═══ DATA SHOWN ═══

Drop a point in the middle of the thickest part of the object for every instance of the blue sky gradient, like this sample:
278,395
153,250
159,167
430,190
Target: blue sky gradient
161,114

═══

TASK BRIEF
Rewrite the records above, replacing every occurrence of "blue sky gradient" with "clear sky region" and leaving everything else unchanged.

FULL SOLUTION
Drop a point in the middle of the thickest part of the object for every instance of the clear sky region, like this sample:
278,395
153,250
159,167
430,190
Target: clear sky region
161,114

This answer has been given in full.